TASK REQUIREMENTS:
This exercise needs the complete data reproduced exactly.

Natural language region descriptions
###

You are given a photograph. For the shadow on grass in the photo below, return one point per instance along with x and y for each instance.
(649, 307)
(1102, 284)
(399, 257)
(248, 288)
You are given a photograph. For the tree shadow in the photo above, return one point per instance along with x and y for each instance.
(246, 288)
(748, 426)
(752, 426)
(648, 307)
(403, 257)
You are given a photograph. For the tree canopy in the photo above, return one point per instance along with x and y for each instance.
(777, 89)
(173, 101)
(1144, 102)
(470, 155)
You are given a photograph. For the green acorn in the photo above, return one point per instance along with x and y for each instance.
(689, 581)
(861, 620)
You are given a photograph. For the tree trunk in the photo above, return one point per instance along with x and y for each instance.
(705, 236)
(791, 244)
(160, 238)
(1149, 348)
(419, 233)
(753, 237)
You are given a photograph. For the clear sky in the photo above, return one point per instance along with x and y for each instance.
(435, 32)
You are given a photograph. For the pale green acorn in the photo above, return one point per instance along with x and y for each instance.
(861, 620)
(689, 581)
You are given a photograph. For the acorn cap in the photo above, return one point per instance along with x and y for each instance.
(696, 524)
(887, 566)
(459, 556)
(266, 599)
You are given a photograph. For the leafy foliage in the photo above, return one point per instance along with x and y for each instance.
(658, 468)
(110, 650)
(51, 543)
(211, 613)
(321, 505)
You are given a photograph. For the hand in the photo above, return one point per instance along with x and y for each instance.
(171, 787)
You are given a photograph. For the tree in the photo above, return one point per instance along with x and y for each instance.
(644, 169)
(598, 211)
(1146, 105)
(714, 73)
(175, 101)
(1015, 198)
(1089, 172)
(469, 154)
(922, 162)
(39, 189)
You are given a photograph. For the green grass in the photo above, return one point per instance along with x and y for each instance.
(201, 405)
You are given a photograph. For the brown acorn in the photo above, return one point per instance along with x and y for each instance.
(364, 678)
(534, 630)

###

OUTPUT BELOW:
You are given a photograph. For the shadow on grass in the photo below, return one point per instance along with x and y for each instance.
(649, 307)
(1102, 284)
(399, 257)
(248, 288)
You are given a photograph. For the tree shadow in the photo above, return one point per instance along with x and y for each instance.
(246, 288)
(748, 426)
(752, 426)
(648, 307)
(403, 257)
You are given a photograph. For the tree canopy in the photo above, return one point per instance along with x and y for each instance.
(777, 89)
(173, 101)
(1144, 102)
(470, 155)
You are given a photograph. For the green acorn in the photo above, return one point per instance along with x and y for each instance.
(689, 581)
(861, 620)
You are given a photograph. For the tree trunk in the photo above, return one point per instance along with x and y for each instance.
(705, 236)
(791, 244)
(160, 238)
(1149, 348)
(419, 233)
(753, 237)
You are given a photograph. For the clear sky in the photo above, return one point per instance along with x and y for each instance.
(435, 32)
You are given a photograph. For the pale green acorn in the photo above, return one point per instance along with x and y for each instance.
(861, 620)
(689, 581)
You are given a photograph. For the acorn cap in the photo above, return one point per instance along with x and y for each instance.
(696, 524)
(887, 566)
(459, 556)
(266, 599)
You are given a photograph. For the leafy foliage in the photo above, return one point per instance along with x and y for each instance.
(658, 468)
(110, 650)
(51, 543)
(211, 613)
(321, 505)
You are given a photograph. For the hand in the photo above, return one point per instance along with x and y for each instance.
(171, 787)
You are given a photograph. For the tree in the photo above, return one point per instance along with x and y for each instance.
(644, 169)
(598, 211)
(1146, 105)
(714, 73)
(175, 101)
(1015, 198)
(1089, 172)
(469, 154)
(922, 162)
(39, 189)
You are given a photograph. For the green grass in the photo above, return one point per instance along with x and y for each instance.
(201, 405)
You are given a photograph. For the brown acorn in the photo above, return one point per instance along with x and y for each instance.
(364, 678)
(534, 630)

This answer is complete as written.